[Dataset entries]
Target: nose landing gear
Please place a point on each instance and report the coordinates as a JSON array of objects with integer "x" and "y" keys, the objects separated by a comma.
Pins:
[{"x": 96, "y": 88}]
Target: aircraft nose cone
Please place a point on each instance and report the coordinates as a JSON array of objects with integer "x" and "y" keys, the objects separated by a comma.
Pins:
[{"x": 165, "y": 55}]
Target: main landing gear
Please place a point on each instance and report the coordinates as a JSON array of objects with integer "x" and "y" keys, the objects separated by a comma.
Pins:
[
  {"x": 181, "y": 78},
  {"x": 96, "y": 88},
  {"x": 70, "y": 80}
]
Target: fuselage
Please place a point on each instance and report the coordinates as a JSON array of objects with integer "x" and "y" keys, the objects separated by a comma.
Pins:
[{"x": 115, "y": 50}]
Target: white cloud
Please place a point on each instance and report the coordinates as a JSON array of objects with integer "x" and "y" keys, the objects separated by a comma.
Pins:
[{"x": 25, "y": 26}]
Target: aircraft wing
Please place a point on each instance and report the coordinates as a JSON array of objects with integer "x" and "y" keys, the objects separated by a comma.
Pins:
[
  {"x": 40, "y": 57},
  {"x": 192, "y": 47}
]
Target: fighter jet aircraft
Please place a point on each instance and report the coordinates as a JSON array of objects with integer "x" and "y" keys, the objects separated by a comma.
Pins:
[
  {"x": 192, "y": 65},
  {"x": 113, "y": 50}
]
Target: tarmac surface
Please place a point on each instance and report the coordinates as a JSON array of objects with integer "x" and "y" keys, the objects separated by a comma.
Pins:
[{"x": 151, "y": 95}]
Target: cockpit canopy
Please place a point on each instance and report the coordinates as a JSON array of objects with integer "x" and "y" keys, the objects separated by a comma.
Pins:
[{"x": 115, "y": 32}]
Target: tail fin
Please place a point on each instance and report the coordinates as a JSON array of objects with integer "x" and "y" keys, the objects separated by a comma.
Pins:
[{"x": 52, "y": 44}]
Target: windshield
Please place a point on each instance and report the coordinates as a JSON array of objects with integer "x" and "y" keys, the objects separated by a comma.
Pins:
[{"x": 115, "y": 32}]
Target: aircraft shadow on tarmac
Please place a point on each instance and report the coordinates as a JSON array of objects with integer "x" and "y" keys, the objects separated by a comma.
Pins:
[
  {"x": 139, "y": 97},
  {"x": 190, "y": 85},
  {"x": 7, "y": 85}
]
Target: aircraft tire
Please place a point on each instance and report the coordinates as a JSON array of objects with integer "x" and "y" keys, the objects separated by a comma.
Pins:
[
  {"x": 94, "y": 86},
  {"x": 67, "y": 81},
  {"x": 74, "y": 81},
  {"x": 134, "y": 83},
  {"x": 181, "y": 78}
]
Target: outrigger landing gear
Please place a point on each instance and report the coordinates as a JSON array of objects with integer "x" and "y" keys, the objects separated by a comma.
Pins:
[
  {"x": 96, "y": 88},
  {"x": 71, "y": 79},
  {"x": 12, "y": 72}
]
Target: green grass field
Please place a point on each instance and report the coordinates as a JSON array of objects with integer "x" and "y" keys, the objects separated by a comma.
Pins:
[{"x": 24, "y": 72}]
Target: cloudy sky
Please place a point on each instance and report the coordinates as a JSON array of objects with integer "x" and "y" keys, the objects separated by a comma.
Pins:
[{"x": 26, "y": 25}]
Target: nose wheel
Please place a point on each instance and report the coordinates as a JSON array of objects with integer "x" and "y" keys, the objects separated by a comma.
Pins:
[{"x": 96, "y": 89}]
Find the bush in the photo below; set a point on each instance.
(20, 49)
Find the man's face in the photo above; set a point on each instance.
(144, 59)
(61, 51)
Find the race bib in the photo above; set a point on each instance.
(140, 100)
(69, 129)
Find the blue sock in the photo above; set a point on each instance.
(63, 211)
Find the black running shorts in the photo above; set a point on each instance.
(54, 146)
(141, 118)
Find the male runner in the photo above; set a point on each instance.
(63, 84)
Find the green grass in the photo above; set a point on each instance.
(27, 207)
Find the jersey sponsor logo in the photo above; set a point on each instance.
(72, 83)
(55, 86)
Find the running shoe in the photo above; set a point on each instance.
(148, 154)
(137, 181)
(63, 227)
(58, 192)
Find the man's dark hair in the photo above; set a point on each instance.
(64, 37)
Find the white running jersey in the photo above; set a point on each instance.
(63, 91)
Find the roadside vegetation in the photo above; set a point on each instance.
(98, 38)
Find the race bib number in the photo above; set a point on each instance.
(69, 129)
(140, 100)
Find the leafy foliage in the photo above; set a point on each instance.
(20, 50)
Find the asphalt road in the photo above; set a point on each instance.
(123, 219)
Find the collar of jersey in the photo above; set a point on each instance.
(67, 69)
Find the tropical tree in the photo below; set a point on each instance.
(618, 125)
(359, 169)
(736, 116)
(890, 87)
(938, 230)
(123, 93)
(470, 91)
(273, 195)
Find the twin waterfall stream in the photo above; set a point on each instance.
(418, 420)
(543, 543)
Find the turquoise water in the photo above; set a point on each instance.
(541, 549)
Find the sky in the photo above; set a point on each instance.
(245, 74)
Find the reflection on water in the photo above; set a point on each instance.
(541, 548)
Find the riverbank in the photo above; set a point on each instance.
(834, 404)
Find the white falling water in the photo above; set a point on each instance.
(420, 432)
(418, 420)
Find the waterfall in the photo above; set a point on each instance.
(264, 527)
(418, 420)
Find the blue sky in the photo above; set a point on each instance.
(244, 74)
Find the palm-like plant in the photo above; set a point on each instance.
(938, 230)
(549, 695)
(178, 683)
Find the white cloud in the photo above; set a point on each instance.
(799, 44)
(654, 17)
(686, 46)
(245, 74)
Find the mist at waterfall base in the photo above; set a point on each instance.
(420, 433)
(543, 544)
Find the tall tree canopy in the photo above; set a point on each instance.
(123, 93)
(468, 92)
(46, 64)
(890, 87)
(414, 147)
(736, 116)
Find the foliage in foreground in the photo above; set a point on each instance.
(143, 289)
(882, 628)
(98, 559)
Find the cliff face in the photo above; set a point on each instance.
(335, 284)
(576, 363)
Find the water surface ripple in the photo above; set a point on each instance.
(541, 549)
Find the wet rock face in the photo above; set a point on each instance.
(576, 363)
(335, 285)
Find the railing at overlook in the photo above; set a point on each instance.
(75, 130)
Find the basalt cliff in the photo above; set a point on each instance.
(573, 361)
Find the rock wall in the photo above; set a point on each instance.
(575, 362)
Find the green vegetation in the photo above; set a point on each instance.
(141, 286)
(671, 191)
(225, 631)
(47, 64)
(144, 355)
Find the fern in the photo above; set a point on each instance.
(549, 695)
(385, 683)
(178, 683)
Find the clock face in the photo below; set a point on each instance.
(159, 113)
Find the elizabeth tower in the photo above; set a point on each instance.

> WHAT THE TASK REQUIRES: Please give an exact copy of the lines above, beginning with the line containing "Target: cockpit canopy" and running through the line containing "Target: green grass field", and of no other lines.

> ANSWER SPACE:
Target: cockpit canopy
Please place a point on each instance and report the coordinates as a JSON array of objects with integer "x" and "y" keys, the objects separated by a comma.
Pins:
[{"x": 115, "y": 32}]
Target: tail fin
Please place a point on each instance and report the coordinates as a JSON array of objects with integer "x" and "y" keys, the objects separated by a comma.
Pins:
[{"x": 52, "y": 44}]
Target: windshield
Please place a point on each instance and report the coordinates as a JSON array of objects with integer "x" and "y" keys, the objects separated by a comma.
Pins:
[{"x": 115, "y": 32}]
Target: aircraft shadow on tarmac
Please place a point on each instance and report the coordinates as a JSON array of objects with integer "x" and "y" keys, the objects separated by a comma.
Pins:
[
  {"x": 139, "y": 97},
  {"x": 190, "y": 85},
  {"x": 7, "y": 85}
]
Target: aircraft tire
Please place a point on each instance and report the coordinates as a JSON array of objects with integer "x" and "y" keys, the objects separated by a comma.
Pins:
[
  {"x": 94, "y": 86},
  {"x": 67, "y": 81},
  {"x": 74, "y": 81},
  {"x": 134, "y": 83},
  {"x": 181, "y": 78}
]
Target: outrigger landing gear
Please place a point on each instance and report the coordinates as a JSON array of objects with integer "x" and "y" keys, the objects separated by a comma.
Pins:
[
  {"x": 96, "y": 88},
  {"x": 71, "y": 79},
  {"x": 12, "y": 72}
]
Target: green grass field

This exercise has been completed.